__Rows for bounding box labeling__
____________________

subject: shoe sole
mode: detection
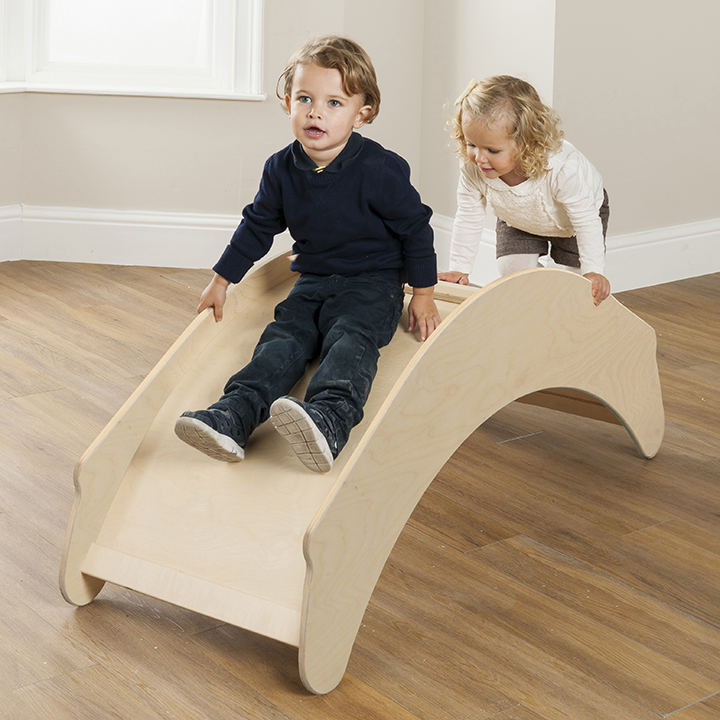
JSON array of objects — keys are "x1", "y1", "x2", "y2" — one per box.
[
  {"x1": 175, "y1": 417, "x2": 245, "y2": 462},
  {"x1": 270, "y1": 398, "x2": 333, "y2": 473}
]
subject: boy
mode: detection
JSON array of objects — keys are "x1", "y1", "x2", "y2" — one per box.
[{"x1": 175, "y1": 36, "x2": 440, "y2": 472}]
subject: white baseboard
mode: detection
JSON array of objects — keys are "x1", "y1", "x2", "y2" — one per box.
[
  {"x1": 0, "y1": 205, "x2": 720, "y2": 292},
  {"x1": 0, "y1": 205, "x2": 22, "y2": 260},
  {"x1": 433, "y1": 215, "x2": 720, "y2": 292}
]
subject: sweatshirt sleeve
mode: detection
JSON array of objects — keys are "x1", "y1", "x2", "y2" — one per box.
[
  {"x1": 378, "y1": 153, "x2": 437, "y2": 287},
  {"x1": 449, "y1": 161, "x2": 487, "y2": 274},
  {"x1": 551, "y1": 150, "x2": 605, "y2": 275},
  {"x1": 213, "y1": 156, "x2": 287, "y2": 283}
]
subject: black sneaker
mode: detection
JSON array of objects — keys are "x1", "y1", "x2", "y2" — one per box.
[
  {"x1": 270, "y1": 397, "x2": 334, "y2": 472},
  {"x1": 175, "y1": 408, "x2": 245, "y2": 462}
]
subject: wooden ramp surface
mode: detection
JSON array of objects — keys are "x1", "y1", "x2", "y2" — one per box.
[{"x1": 60, "y1": 250, "x2": 664, "y2": 693}]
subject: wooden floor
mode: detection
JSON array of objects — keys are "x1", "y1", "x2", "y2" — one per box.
[{"x1": 0, "y1": 261, "x2": 720, "y2": 720}]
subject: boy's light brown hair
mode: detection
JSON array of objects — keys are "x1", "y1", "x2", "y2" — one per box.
[{"x1": 275, "y1": 35, "x2": 380, "y2": 124}]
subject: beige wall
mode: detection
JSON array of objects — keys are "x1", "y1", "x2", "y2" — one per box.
[
  {"x1": 0, "y1": 0, "x2": 720, "y2": 243},
  {"x1": 0, "y1": 0, "x2": 422, "y2": 214},
  {"x1": 554, "y1": 0, "x2": 720, "y2": 235},
  {"x1": 0, "y1": 95, "x2": 24, "y2": 207},
  {"x1": 420, "y1": 0, "x2": 555, "y2": 216}
]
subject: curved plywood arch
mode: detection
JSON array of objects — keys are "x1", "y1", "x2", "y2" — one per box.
[
  {"x1": 60, "y1": 250, "x2": 664, "y2": 693},
  {"x1": 300, "y1": 270, "x2": 664, "y2": 692}
]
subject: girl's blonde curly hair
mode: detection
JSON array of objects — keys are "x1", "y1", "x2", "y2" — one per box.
[{"x1": 450, "y1": 75, "x2": 563, "y2": 178}]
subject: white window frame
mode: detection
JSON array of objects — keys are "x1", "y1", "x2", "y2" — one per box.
[{"x1": 0, "y1": 0, "x2": 265, "y2": 100}]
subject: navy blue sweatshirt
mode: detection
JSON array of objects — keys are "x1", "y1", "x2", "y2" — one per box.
[{"x1": 213, "y1": 133, "x2": 437, "y2": 287}]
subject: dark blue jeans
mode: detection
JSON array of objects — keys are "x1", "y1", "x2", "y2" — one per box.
[{"x1": 217, "y1": 273, "x2": 403, "y2": 455}]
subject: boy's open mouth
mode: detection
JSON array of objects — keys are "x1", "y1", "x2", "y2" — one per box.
[{"x1": 305, "y1": 125, "x2": 325, "y2": 138}]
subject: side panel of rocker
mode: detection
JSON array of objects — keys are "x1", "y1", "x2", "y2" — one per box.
[
  {"x1": 300, "y1": 270, "x2": 664, "y2": 693},
  {"x1": 60, "y1": 253, "x2": 292, "y2": 605}
]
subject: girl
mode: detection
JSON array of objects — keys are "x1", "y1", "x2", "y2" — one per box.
[{"x1": 438, "y1": 75, "x2": 610, "y2": 305}]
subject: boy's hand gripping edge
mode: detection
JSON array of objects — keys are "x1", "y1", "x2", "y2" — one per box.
[
  {"x1": 408, "y1": 286, "x2": 441, "y2": 340},
  {"x1": 198, "y1": 273, "x2": 230, "y2": 322}
]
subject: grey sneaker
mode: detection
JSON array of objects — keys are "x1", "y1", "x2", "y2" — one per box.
[
  {"x1": 270, "y1": 397, "x2": 333, "y2": 472},
  {"x1": 175, "y1": 408, "x2": 245, "y2": 462}
]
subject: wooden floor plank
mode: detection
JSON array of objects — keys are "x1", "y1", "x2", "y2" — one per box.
[
  {"x1": 372, "y1": 528, "x2": 658, "y2": 720},
  {"x1": 472, "y1": 536, "x2": 720, "y2": 682},
  {"x1": 380, "y1": 529, "x2": 720, "y2": 715},
  {"x1": 672, "y1": 695, "x2": 720, "y2": 720},
  {"x1": 0, "y1": 261, "x2": 720, "y2": 720}
]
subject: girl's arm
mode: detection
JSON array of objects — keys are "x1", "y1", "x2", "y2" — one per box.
[
  {"x1": 438, "y1": 162, "x2": 486, "y2": 285},
  {"x1": 552, "y1": 148, "x2": 610, "y2": 305}
]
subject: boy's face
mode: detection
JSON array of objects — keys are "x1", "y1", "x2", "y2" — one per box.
[{"x1": 285, "y1": 64, "x2": 372, "y2": 166}]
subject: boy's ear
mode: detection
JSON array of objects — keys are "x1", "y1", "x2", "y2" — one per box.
[{"x1": 353, "y1": 105, "x2": 372, "y2": 128}]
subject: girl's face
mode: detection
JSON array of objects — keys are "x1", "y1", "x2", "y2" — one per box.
[{"x1": 462, "y1": 118, "x2": 525, "y2": 185}]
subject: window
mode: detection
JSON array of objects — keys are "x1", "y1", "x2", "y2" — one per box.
[{"x1": 0, "y1": 0, "x2": 263, "y2": 99}]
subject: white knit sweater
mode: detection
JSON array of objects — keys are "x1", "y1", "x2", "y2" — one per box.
[{"x1": 450, "y1": 141, "x2": 605, "y2": 274}]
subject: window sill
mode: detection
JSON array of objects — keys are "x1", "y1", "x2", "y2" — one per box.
[{"x1": 0, "y1": 82, "x2": 267, "y2": 102}]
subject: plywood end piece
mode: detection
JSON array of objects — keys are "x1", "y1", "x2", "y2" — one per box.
[{"x1": 82, "y1": 543, "x2": 300, "y2": 647}]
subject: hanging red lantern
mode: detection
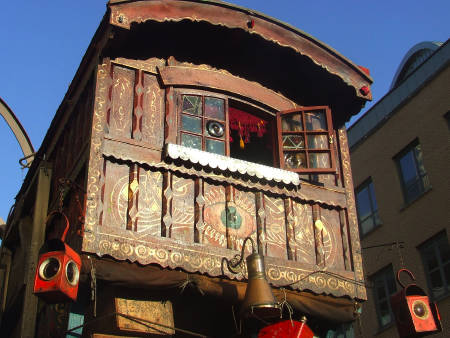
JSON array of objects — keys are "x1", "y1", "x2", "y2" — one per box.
[
  {"x1": 258, "y1": 317, "x2": 314, "y2": 338},
  {"x1": 34, "y1": 211, "x2": 81, "y2": 303},
  {"x1": 391, "y1": 269, "x2": 442, "y2": 338}
]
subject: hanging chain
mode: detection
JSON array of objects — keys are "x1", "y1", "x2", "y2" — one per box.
[
  {"x1": 395, "y1": 241, "x2": 405, "y2": 269},
  {"x1": 58, "y1": 182, "x2": 66, "y2": 212}
]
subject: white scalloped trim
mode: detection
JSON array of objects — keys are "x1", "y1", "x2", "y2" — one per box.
[{"x1": 166, "y1": 143, "x2": 300, "y2": 185}]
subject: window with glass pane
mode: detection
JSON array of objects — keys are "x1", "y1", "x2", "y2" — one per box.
[
  {"x1": 179, "y1": 95, "x2": 226, "y2": 155},
  {"x1": 371, "y1": 265, "x2": 396, "y2": 328},
  {"x1": 356, "y1": 179, "x2": 381, "y2": 236},
  {"x1": 277, "y1": 106, "x2": 335, "y2": 172},
  {"x1": 395, "y1": 140, "x2": 430, "y2": 203},
  {"x1": 419, "y1": 231, "x2": 450, "y2": 299}
]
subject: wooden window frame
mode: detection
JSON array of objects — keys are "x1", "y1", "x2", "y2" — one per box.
[
  {"x1": 176, "y1": 89, "x2": 230, "y2": 156},
  {"x1": 277, "y1": 106, "x2": 336, "y2": 174},
  {"x1": 175, "y1": 88, "x2": 337, "y2": 174},
  {"x1": 417, "y1": 230, "x2": 450, "y2": 301}
]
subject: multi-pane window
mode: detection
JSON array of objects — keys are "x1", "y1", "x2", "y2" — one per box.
[
  {"x1": 180, "y1": 95, "x2": 226, "y2": 155},
  {"x1": 371, "y1": 265, "x2": 396, "y2": 328},
  {"x1": 278, "y1": 107, "x2": 335, "y2": 172},
  {"x1": 419, "y1": 231, "x2": 450, "y2": 299},
  {"x1": 356, "y1": 179, "x2": 381, "y2": 236},
  {"x1": 395, "y1": 140, "x2": 430, "y2": 203},
  {"x1": 178, "y1": 91, "x2": 336, "y2": 173}
]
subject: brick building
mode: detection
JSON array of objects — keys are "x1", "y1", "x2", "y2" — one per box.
[{"x1": 348, "y1": 41, "x2": 450, "y2": 338}]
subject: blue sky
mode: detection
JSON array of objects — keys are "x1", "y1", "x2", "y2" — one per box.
[{"x1": 0, "y1": 0, "x2": 450, "y2": 220}]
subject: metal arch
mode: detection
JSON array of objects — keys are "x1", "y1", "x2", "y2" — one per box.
[{"x1": 0, "y1": 97, "x2": 34, "y2": 167}]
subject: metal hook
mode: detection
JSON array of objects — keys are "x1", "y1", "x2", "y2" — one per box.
[{"x1": 397, "y1": 269, "x2": 416, "y2": 289}]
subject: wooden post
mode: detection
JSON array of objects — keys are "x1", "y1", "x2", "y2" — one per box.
[{"x1": 20, "y1": 162, "x2": 51, "y2": 337}]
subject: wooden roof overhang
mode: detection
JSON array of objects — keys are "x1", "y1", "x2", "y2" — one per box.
[{"x1": 107, "y1": 0, "x2": 372, "y2": 126}]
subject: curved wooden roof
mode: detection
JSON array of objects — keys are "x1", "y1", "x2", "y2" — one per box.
[{"x1": 108, "y1": 0, "x2": 372, "y2": 100}]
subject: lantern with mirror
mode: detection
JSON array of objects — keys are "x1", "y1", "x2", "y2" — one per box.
[{"x1": 34, "y1": 211, "x2": 81, "y2": 303}]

____________________

__Required task__
Express the rows from the line holding "subject: wooden post" through the end of the rows, both included, as a two-column CSV with the columns input and output. Give one line per row, with its text under input and its answer under output, each in a single quoted field with line breaks turned into spaces.

__Solution for this task__
input,output
"subject: wooden post mode: detection JSON array of objects — keys are ""x1"", ""y1"", ""x2"", ""y2"" — one per box.","[{""x1"": 20, ""y1"": 162, ""x2"": 51, ""y2"": 337}]"
"subject: wooden roof overhang mode: detection JSON array of objects — keys are ""x1"", ""y1"", ""x2"", ""y2"" — one per box.","[{""x1"": 107, ""y1"": 0, ""x2"": 372, ""y2"": 126}]"
"subject: curved wooden roof mode: detection JSON array of objects — keys are ""x1"", ""y1"", ""x2"", ""y2"" — one per box.","[{""x1"": 108, ""y1"": 0, ""x2"": 372, ""y2"": 100}]"
"subject: lantern with mirror mode: detection JSON array of objects — keys are ""x1"", ""y1"", ""x2"", ""y2"" — one per box.","[{""x1"": 34, ""y1"": 211, ""x2"": 81, ""y2"": 303}]"